_Exercise a:_ In the article on detecting fraud, what three qualities does fighting back against fraud take?
-- START Passage --
How to Detect FraudExposing & Stopping Scams Before They Happen

Dado Kalem
Dado Kalem | April 25, 2025 | 10 min read

This featured video was created using artificial intelligence. The article, however, was written and edited by actual payment experts.

How to Detect Fraud?

In a Nutshell

Do you know how to guarantee your business is safe from fraudsters? If you did, it would mean you’re the smartest cookie out there. For crooks, ripping you off is a full-time job. In this post we’re looking at ways you can spot their tricks before you watch your revenue run down the drain.

Do You Know How to Detect Fraud? Here are Our Top 20 Tips for Better Fraud Detection 

Some people will confidently tell you that nothing is impossible… but the ones who say that probably aren’t merchants dealing with fraudsters.

In theory, completely sealing off your business from fraud may be possible. In reality, though, it’s about as close to impossible as you’re ever going to come.

There’s no magic cloak you can throw over your store to make you invisible to any and every type of fraud. But, we’re not saying that fighting back against fraud is a lost cause, either. It can be done, and very effectively. But it takes vigilance, persistence, and flexibility. It’s an ongoing process; challenging, but worth the effort.

Fortunately, it’s not something you have to do alone.

In this post, we’re going to take a quick look at how fraud detection works, and give you some proactive advice as to how to identify attacks before they do maximum damage.

The Fraud Detection Workflow

Before we go any further, we should pause and make sure you’re clear on what we’re talking about.

Fraud detection can refer to anything you do to try to predict abnormal behavior, whether we’re talking about credit card transactions, data theft, cyberattacks… whatever the attack source may be. That information can then be used to stop the bad guys without hindering the majority of legitimate transactions.

How to Detect Fraudulent Transactions: the Top 20 Tactics Merchants Can Use

Fraud comes in a wide range of forms, so detection methods have to be pretty diverse in themselves. Some old-school methods, like fraud blacklists, can still be effective. But, more modern tools have been developed specifically for detecting more modern fraud tactics. The best ones are continually being adapted to stay up-to-date with current threats.
-- END Passage --
-- START Available records --
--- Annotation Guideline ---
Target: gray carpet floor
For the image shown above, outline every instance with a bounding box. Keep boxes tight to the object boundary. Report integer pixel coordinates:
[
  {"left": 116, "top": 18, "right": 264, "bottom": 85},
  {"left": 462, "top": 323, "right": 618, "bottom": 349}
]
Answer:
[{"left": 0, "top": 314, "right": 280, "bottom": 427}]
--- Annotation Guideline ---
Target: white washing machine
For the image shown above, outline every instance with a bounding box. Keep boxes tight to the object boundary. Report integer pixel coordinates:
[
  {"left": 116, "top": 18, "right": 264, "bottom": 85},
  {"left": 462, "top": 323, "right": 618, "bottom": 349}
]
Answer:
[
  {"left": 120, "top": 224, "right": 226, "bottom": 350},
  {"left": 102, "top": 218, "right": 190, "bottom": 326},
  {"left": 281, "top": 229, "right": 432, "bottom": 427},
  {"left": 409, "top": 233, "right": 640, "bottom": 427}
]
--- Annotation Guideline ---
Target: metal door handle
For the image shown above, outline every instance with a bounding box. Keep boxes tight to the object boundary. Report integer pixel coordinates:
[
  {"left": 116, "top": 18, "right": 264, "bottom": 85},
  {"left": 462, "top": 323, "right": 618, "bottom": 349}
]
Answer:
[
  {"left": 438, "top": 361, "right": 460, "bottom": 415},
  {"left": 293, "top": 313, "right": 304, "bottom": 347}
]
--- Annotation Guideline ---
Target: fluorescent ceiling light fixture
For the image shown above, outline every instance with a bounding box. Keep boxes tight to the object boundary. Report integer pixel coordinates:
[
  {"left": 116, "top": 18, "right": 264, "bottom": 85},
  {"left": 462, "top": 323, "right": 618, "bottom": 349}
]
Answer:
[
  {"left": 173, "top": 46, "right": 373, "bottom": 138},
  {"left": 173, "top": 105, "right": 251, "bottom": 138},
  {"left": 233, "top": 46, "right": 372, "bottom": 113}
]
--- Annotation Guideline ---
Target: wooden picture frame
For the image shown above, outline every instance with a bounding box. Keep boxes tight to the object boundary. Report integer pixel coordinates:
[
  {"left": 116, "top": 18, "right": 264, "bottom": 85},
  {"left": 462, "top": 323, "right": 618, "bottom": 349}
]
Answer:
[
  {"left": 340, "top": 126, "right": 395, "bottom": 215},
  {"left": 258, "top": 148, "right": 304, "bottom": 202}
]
-- END Available records --
-- START Available records --
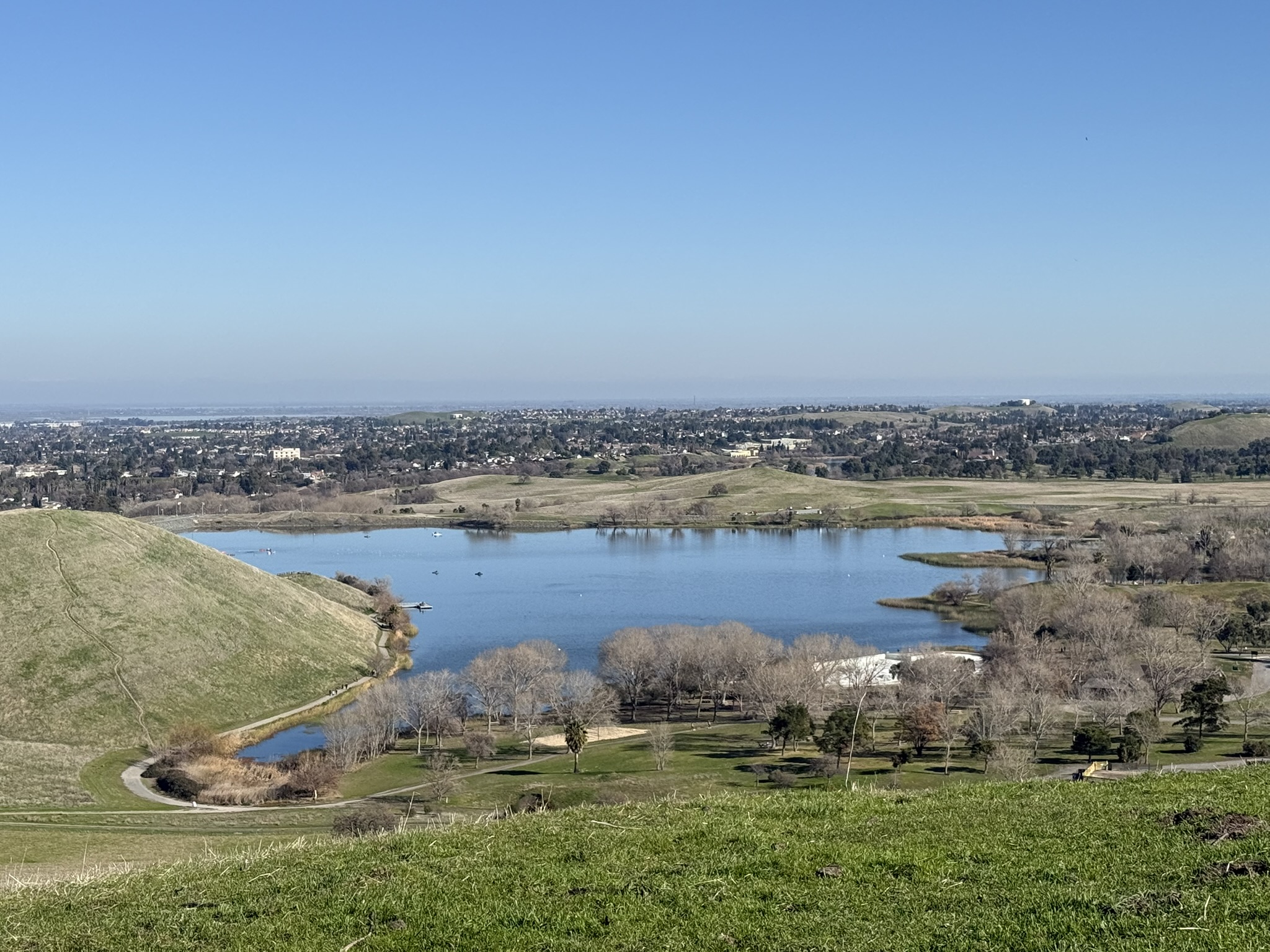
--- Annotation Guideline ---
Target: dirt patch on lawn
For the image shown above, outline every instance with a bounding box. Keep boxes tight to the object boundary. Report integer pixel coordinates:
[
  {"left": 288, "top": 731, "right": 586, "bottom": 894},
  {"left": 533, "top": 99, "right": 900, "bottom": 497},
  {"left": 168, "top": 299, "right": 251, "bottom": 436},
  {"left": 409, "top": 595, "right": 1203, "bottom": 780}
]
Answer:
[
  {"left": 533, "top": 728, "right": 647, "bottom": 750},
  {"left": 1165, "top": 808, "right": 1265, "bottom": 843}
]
-- END Available records --
_Exercise b:_ Find every line in the listing that contains the string "Target", matching case exactly, and copy each of those lines.

_Task result a:_ Vigilance, persistence, and flexibility.

_Task result b:_
Target: gray carpet floor
Target: white washing machine
Target: metal door handle
Target: fluorescent ceiling light fixture
Target: wooden picture frame
Target: dirt patch on lawn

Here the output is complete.